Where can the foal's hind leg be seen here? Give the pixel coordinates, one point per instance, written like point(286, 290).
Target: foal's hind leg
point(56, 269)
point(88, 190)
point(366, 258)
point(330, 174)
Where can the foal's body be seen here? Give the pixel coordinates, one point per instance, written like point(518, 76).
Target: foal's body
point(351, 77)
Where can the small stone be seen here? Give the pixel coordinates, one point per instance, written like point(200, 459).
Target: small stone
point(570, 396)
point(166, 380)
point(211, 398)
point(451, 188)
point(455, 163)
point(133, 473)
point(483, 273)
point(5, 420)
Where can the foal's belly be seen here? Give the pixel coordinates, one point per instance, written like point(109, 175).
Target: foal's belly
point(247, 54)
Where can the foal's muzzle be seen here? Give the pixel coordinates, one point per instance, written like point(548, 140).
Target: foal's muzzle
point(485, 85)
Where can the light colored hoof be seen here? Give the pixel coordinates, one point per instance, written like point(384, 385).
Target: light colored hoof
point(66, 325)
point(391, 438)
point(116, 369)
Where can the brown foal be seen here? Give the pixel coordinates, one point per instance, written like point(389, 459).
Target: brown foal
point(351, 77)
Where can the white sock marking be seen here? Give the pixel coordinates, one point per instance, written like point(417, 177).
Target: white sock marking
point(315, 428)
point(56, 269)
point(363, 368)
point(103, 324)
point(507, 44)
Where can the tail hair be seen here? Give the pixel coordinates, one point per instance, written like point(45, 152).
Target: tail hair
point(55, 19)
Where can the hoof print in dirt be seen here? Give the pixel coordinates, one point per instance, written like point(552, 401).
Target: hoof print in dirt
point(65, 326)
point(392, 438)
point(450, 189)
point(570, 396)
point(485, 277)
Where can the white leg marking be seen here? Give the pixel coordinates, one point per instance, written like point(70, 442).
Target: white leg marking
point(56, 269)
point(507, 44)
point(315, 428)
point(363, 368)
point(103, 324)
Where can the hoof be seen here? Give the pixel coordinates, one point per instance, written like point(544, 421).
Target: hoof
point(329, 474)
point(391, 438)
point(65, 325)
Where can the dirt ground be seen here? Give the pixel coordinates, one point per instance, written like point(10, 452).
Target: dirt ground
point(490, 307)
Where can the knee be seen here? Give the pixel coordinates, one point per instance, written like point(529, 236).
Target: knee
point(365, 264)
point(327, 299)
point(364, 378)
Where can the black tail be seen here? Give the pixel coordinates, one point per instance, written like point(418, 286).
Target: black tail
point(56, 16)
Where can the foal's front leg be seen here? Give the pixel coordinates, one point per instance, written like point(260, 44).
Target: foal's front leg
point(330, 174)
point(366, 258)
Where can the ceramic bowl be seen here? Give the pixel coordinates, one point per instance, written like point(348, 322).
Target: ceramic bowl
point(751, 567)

####

■ Problem:
Extract all lines as given.

■ Response for this exercise:
Where can the foal's hind leg be seen here? Give the pixel coordinates, one point per instance, written like point(286, 290).
Target: foal's hind leg
point(56, 269)
point(88, 190)
point(366, 258)
point(330, 174)
Where can the foal's body be seen here? Give the pixel coordinates, one point per instance, written like point(518, 76).
Target: foal's body
point(351, 77)
Where can the small stone be seen here? Give the pixel coordinates, one point per instance, written like point(200, 459).
Target: small stone
point(570, 396)
point(166, 380)
point(211, 398)
point(451, 188)
point(455, 163)
point(133, 473)
point(483, 273)
point(5, 420)
Where can the foal's belly be seen here? Give the pixel coordinates, one point per instance, written like point(109, 175).
Target: foal's belly
point(247, 54)
Where can the foal's muzzle be seen here? Give the pixel coordinates, one point per instance, written like point(548, 140).
Target: foal's muzzle
point(485, 85)
Where can the light colored hoof be seen here? Give the pixel coordinates, one point per instance, written like point(384, 385).
Target: light colored hoof
point(66, 325)
point(391, 438)
point(116, 369)
Where can the brown foal be seen here? Give the pixel coordinates, one point per instance, written like point(389, 459).
Target: brown foal
point(351, 77)
Where can the white sock marking be seen here? Give the pixel coordinates, one point per instance, written like point(417, 177).
Target: white sock marking
point(315, 428)
point(56, 269)
point(363, 368)
point(103, 324)
point(507, 44)
Where can the tail hair be seen here? Give the pixel coordinates, one point per instance, written like point(45, 152).
Target: tail hair
point(55, 19)
Where can the hoof print in dirt be seen here? Give the pixel coordinates, one point per instance, written like point(552, 401).
Target: hoof print in dirt
point(65, 326)
point(392, 438)
point(450, 189)
point(570, 396)
point(485, 277)
Where can the white leg marking be seen here? Give the pixel coordinates, one point per instance, written like point(70, 442).
Target: white leg marking
point(56, 269)
point(507, 44)
point(315, 428)
point(363, 368)
point(103, 324)
Where can the hoof be seen here? Give the pixel coordinates, one point per instance, written like point(544, 421).
Target: hoof
point(329, 474)
point(391, 438)
point(65, 325)
Where can the dirt ground be seen here? Give the pixel coordinates, one point per instance, written like point(10, 452).
Target: dirt ground
point(490, 307)
Where can the knee be seen here? Give the pixel coordinates, one point per instance, written like point(529, 236).
Target: knee
point(365, 264)
point(327, 299)
point(364, 378)
Where can the black tail be seen here? Give the pixel coordinates, one point per instance, written like point(418, 286).
Target: black tail
point(56, 16)
Where can the foal's front leg be seen here? Give the pixel coordinates, one point per instance, written like point(260, 44).
Target: foal's front leg
point(330, 174)
point(366, 258)
Where can the ceramic bowl be seen here? Give the pixel coordinates, one point per instance, written like point(348, 322).
Target: ceramic bowl
point(751, 567)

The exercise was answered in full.